REQUIREMENT: Reproduce the lines below verbatim, starting with the line that contains "Exercise. Mark the hanging" and ending with the line that contains "pixel 1196 755", including both of those lines and nothing else.

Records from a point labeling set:
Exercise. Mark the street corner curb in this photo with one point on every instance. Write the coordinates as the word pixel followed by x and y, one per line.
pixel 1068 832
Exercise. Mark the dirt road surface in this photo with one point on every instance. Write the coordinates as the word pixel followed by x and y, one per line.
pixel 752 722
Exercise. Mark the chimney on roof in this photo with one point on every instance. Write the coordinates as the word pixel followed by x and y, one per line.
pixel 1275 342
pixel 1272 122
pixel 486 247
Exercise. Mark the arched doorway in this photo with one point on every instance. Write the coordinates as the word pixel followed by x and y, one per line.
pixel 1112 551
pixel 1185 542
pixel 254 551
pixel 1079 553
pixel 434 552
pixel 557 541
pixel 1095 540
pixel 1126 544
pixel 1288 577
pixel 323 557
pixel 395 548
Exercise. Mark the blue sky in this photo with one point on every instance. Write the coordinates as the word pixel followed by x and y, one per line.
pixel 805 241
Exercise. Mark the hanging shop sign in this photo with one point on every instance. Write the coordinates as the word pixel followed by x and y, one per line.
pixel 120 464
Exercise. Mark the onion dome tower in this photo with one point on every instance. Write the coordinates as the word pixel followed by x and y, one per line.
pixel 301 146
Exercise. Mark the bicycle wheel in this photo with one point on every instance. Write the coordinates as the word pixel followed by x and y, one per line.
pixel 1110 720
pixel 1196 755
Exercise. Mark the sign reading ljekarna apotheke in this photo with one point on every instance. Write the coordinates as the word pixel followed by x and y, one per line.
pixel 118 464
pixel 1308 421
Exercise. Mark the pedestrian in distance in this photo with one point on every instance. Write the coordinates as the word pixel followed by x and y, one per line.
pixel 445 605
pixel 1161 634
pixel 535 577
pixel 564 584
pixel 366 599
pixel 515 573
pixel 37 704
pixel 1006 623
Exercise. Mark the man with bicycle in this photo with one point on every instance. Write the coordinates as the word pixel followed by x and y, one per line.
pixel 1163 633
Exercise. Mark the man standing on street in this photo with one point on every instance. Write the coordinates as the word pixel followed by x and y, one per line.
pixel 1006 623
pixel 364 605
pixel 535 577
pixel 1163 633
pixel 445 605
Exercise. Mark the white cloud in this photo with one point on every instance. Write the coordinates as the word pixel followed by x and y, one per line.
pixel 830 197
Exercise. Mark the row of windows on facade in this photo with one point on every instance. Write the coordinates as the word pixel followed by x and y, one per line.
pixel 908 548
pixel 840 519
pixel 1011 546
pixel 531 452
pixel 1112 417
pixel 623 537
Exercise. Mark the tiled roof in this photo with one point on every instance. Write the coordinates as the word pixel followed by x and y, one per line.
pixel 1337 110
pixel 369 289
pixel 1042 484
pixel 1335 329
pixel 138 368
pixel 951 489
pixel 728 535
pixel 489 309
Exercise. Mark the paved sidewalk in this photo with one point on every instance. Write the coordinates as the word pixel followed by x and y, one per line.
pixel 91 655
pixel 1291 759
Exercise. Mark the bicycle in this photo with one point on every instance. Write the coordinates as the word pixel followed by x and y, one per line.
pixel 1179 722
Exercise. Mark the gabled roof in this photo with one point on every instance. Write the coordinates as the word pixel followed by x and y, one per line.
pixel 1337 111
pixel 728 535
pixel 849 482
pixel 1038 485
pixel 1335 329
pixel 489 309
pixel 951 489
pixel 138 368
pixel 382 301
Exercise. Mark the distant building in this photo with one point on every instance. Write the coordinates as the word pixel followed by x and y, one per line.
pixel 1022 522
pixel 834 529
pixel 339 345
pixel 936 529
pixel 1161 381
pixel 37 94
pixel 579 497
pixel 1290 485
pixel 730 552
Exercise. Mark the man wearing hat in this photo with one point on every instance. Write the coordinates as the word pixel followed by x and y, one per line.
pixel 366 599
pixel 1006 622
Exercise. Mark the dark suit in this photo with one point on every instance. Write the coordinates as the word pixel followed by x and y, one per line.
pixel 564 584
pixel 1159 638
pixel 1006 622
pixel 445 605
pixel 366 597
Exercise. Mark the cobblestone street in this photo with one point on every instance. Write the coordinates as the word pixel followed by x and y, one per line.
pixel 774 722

SOLUTION FOR THIS EXERCISE:
Exercise. Mark the hanging shop sign in this photo with one point on every instance. Write the coordinates as the word pixel followed by x and y, one per line.
pixel 120 464
Exercise. Mark the onion dome tower in this photo with one point on every instance. Write the coordinates as the word pixel followed by x and y, one per line.
pixel 301 146
Exercise. Mark the bicycle wheel in this photo with one point on every instance. Write the coordinates as the word pixel followed by x and y, one per line.
pixel 1110 720
pixel 1196 755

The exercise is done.